### PROVIDED ENTRIES
· · · · · · ·

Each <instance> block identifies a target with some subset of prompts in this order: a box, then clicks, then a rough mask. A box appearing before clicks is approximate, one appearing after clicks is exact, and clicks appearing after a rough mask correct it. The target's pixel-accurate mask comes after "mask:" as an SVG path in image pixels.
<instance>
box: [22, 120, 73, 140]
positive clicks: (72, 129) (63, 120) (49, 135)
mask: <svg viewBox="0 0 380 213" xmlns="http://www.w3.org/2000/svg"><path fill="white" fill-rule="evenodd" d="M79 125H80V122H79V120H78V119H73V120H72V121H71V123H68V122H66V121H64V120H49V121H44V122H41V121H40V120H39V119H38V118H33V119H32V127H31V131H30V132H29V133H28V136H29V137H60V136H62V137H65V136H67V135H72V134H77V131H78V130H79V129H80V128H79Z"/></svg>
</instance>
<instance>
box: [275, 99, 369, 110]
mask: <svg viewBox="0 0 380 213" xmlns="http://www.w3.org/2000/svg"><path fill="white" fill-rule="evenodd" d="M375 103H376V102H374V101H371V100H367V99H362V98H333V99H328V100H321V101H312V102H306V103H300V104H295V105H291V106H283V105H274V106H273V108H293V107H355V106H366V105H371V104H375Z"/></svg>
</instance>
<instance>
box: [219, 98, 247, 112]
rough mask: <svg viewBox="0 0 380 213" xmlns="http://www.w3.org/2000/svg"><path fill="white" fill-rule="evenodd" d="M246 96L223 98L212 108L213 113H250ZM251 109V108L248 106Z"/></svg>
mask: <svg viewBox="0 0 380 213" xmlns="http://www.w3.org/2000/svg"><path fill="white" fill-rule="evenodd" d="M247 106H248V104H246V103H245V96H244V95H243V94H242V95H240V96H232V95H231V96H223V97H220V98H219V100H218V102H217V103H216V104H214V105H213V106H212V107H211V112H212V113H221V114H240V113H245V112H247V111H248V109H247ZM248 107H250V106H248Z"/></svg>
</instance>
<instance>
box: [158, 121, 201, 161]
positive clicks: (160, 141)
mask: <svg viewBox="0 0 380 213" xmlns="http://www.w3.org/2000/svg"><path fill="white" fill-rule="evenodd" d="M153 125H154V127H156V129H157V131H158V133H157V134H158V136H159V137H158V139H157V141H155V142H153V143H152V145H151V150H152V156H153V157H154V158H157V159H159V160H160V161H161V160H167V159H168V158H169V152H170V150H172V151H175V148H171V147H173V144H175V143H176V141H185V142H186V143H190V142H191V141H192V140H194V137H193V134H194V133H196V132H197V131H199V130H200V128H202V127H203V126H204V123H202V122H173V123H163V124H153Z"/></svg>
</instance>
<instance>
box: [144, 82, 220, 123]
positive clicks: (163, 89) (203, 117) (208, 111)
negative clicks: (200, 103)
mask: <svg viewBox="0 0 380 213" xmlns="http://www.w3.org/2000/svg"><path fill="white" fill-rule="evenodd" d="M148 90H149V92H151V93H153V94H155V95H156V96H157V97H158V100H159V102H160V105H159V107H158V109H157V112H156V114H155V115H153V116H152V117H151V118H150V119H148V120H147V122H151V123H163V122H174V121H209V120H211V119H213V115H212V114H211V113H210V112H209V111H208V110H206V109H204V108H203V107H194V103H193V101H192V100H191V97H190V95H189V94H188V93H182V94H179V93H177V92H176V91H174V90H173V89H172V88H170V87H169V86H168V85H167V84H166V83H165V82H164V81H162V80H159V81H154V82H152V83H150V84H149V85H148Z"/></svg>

· · · · · · ·

Every record above needs to be repeated word for word.

### EXERCISE RESULT
Each <instance> block identifies a target with some subset of prompts in this order: a box, then clicks, then a rough mask. A box appearing before clicks is approximate, one appearing after clicks is exact, and clicks appearing after a rough mask correct it. The target's pixel-accurate mask comes after "mask:" as an SVG path in image pixels.
<instance>
box: [22, 120, 73, 140]
positive clicks: (72, 129) (63, 120) (49, 135)
mask: <svg viewBox="0 0 380 213" xmlns="http://www.w3.org/2000/svg"><path fill="white" fill-rule="evenodd" d="M79 125H80V122H79V120H78V119H73V120H72V121H71V123H68V122H66V121H64V120H49V121H44V122H41V121H40V120H39V119H38V118H33V119H32V127H31V131H30V132H29V133H28V136H29V137H60V136H62V137H65V136H67V135H72V134H77V131H78V130H79V129H80V128H79Z"/></svg>
</instance>
<instance>
box: [275, 99, 369, 110]
mask: <svg viewBox="0 0 380 213" xmlns="http://www.w3.org/2000/svg"><path fill="white" fill-rule="evenodd" d="M375 103H376V102H374V101H371V100H367V99H362V98H333V99H328V100H321V101H312V102H306V103H300V104H295V105H291V106H283V105H274V106H273V108H293V107H355V106H366V105H371V104H375Z"/></svg>
</instance>
<instance>
box: [219, 98, 247, 112]
rough mask: <svg viewBox="0 0 380 213" xmlns="http://www.w3.org/2000/svg"><path fill="white" fill-rule="evenodd" d="M246 96L223 98L212 108L213 113H250ZM251 109V108L248 106Z"/></svg>
mask: <svg viewBox="0 0 380 213" xmlns="http://www.w3.org/2000/svg"><path fill="white" fill-rule="evenodd" d="M247 106H248V104H246V103H245V96H244V95H243V94H242V95H240V96H232V95H231V96H223V97H220V98H219V100H218V102H217V103H216V104H214V105H213V106H212V107H211V112H212V113H221V114H240V113H245V112H247V111H248V109H247ZM248 107H250V106H248Z"/></svg>
</instance>
<instance>
box: [158, 121, 201, 161]
positive clicks: (160, 141)
mask: <svg viewBox="0 0 380 213" xmlns="http://www.w3.org/2000/svg"><path fill="white" fill-rule="evenodd" d="M153 125H154V127H156V129H157V131H158V133H157V134H158V136H159V137H158V139H157V141H155V142H153V143H152V145H151V150H152V156H153V157H154V158H157V159H159V160H160V161H161V160H167V159H168V158H169V152H170V150H172V151H175V148H171V147H173V144H175V143H176V141H185V142H186V143H190V142H191V141H192V140H194V137H193V134H194V133H196V132H197V131H199V130H200V128H202V127H203V126H204V123H202V122H173V123H163V124H153Z"/></svg>
</instance>
<instance>
box: [144, 82, 220, 123]
positive clicks: (163, 89) (203, 117) (208, 111)
negative clicks: (200, 103)
mask: <svg viewBox="0 0 380 213" xmlns="http://www.w3.org/2000/svg"><path fill="white" fill-rule="evenodd" d="M148 90H149V92H151V93H153V94H155V95H156V96H157V97H158V100H159V102H160V105H159V107H158V109H157V112H156V114H155V115H153V116H152V117H151V118H150V119H148V120H147V122H151V123H163V122H174V121H209V120H211V119H213V115H212V114H211V113H210V112H209V111H208V110H206V109H204V108H203V107H194V103H193V101H192V100H191V97H190V95H189V94H188V93H182V94H179V93H177V92H176V91H174V90H173V89H172V88H170V87H169V86H168V85H167V84H166V83H165V82H164V81H162V80H159V81H154V82H152V83H150V84H149V85H148Z"/></svg>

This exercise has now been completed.